## Objectif 1
D'après le texte à lire, dans quel recueil de Verlaine se trouve le décasyllabe « Qui mélancoli+quement coule auprès » ?

## Texte à lire

2) Ce rapprochement entre les vers de Mallarmé, celui de Rimbaud et celui de Banville, je l'ai opéré le premier et je l'ai complété d'une très longue série qui implique des vers de Verlaine qui ne sont pas toujours des alexandrins, il y a des décasyllabes ("Qui mélancoli+quement coule auprès") et cela m'a permis avant un article assez récent de Cornulier lorsque Verlaine était au concours de l'Agrégation de Lettres Modernes de plaider des métriques régulières des décasyllabes de Verlaine dans les Poèmes saturniens et fort au-delà. Et la série que j'ai mise en avant implique encore un vers à trois adverbes en "-ment" dont un à cheval sur la césure dans le théâtre de Catulle Mendès. Un vers de Richepin est cité dans la thèse de Martinon, vers qui imite d'ailleurs un vers de Mallarmé sur "nonchalamment" et non directement Banville. Sur Mallarmé, j'ai aussi insisté sur la différence subtile entre les enjambements. Dans "pensivement", l'astuce vient de ce que la césure peut s'appuyer sur le "e" instable. Dans le cas de Mallarmé le "e" d'indolemment se prononce [a] et dans nonchalamment, il s'agit de la construction à partir des formes adjectivales en "ant" et on a donc carrément un "a" graphique après la césure "noncha+lamment". Enfin, Banville jouait sur l'appui du trimètre et le milieu des adverbes, ce que Mallarmé n'a suivi qu'à deux reprises, car la troisième fois Mallarmé a proposé une césure sur "sim+plement" et sans s'appuyer sur le trimètre. Verlaine va déplacer ce jeu subtil dans le cas du décasyllabe qui par définition ne peut pas être trimètre. Verlaine va jouer sur les deux types de décasyllabes, une fois dans Les Amies après la quatrième syllabe, une fois dans les Poèmes saturniens après la cinquième syllabe : "Qui mélancoli+quement coule auprès". Puis il y aura d'autres jeux de Verlaine et bien sûr de Rimbaud.

## Objectif 2
Rassemblez chaque ligne des enregistrements où figure la chaîne « hair ». Tenez compte de la casse.

## Données d'entrée
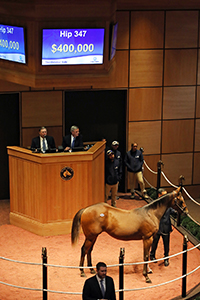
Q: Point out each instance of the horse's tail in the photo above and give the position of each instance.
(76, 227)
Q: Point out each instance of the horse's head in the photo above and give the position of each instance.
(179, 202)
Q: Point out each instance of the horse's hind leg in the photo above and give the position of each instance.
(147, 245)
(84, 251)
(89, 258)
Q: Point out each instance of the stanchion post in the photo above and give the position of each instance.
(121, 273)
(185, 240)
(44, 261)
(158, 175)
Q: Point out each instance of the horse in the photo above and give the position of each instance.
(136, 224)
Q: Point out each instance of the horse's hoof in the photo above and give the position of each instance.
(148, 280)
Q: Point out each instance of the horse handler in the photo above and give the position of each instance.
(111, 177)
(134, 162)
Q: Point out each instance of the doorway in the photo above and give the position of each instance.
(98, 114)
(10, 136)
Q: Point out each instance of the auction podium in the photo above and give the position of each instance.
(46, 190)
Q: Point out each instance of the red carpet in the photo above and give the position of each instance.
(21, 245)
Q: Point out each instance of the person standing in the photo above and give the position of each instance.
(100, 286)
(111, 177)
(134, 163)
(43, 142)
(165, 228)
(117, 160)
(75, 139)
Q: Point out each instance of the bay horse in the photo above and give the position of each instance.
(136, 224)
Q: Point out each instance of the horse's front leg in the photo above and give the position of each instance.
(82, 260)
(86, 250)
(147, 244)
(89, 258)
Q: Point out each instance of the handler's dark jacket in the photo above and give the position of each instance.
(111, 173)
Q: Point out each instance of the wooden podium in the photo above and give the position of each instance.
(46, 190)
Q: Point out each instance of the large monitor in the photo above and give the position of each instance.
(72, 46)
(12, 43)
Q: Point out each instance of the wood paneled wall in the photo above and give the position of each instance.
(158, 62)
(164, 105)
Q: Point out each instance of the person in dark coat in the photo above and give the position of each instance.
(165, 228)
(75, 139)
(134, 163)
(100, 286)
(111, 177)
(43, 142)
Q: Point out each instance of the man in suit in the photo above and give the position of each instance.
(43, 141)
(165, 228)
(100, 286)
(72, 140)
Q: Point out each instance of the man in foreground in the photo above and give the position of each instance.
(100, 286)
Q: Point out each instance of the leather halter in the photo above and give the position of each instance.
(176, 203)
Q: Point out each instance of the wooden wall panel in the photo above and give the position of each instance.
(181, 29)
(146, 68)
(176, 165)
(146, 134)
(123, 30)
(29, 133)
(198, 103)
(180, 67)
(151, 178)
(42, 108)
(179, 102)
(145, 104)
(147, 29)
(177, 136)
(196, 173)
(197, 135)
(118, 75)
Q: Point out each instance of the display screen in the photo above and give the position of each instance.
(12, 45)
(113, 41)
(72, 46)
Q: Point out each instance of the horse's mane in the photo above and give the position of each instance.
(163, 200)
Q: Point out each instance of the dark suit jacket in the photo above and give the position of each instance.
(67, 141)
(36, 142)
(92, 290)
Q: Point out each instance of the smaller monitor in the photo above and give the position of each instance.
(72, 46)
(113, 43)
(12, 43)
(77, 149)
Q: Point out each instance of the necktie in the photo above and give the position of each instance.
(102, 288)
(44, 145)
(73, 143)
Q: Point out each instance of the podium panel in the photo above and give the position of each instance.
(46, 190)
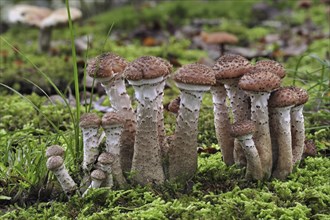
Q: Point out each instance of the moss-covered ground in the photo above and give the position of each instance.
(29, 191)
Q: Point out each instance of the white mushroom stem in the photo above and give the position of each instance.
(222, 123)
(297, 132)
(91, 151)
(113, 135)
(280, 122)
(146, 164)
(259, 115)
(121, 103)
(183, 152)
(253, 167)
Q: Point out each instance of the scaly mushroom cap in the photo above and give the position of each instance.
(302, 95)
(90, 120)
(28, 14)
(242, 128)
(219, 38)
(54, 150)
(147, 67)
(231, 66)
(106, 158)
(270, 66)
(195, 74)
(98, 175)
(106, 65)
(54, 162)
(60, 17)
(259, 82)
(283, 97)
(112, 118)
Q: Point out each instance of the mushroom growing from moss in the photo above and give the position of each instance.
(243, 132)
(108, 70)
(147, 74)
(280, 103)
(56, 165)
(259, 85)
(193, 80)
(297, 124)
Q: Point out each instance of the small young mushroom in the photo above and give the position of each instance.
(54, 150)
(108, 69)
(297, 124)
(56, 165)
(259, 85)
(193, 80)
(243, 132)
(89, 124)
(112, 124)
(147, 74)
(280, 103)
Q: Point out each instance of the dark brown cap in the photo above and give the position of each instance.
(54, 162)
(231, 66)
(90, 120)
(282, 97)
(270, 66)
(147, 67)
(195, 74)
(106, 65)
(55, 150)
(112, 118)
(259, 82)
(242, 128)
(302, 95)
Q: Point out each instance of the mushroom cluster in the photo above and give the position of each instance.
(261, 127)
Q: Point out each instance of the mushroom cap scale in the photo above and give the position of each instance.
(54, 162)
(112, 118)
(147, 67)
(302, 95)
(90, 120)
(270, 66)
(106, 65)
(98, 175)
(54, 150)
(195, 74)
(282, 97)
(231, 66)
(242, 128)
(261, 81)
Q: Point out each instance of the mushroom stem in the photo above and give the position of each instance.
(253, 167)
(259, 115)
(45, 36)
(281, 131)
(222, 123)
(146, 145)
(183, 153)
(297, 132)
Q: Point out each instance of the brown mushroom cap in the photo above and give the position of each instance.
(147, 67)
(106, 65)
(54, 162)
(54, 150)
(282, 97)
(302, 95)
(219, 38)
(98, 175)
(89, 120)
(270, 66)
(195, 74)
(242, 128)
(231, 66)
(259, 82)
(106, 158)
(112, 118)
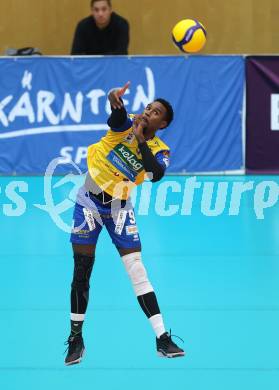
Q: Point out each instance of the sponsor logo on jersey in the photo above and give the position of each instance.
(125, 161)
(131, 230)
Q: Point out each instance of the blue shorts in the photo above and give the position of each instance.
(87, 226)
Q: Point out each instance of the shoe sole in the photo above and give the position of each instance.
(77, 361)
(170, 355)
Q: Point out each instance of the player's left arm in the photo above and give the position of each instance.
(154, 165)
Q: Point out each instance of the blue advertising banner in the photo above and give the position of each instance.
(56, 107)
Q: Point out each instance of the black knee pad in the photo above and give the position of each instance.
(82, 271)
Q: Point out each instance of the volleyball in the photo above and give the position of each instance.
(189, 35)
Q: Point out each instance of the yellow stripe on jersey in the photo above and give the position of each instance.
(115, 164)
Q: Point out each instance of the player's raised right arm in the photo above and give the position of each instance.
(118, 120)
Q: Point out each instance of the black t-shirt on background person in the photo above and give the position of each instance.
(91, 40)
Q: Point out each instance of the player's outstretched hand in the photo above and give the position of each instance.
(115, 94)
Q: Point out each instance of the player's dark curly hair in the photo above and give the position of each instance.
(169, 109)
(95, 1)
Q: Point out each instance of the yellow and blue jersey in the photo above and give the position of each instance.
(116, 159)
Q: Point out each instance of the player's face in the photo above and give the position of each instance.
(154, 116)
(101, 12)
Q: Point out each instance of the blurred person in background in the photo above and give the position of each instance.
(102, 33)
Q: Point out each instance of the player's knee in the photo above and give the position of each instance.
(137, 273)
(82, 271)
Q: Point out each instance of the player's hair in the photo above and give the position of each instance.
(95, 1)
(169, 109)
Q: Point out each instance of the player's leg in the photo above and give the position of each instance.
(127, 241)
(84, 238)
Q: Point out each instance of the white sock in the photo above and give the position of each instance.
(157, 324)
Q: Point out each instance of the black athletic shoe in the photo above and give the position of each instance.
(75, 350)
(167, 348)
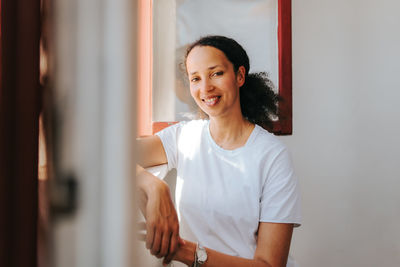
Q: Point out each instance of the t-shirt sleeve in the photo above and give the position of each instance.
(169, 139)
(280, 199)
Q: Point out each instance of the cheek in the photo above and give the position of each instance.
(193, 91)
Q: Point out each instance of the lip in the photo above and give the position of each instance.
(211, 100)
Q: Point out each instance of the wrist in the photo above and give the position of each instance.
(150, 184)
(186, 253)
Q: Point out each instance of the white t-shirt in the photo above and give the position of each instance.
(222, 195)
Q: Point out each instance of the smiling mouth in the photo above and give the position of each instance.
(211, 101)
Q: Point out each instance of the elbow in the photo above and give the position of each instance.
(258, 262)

## Réponse rédigée 1
Dans les Poèmes saturniens.

## Réponse rédigée 2
Q: Point out each instance of the player's dark curly hair in the photo above and give the position of each instance.
Q: Point out each instance of the player's hair in the photo above and give the position of each instance.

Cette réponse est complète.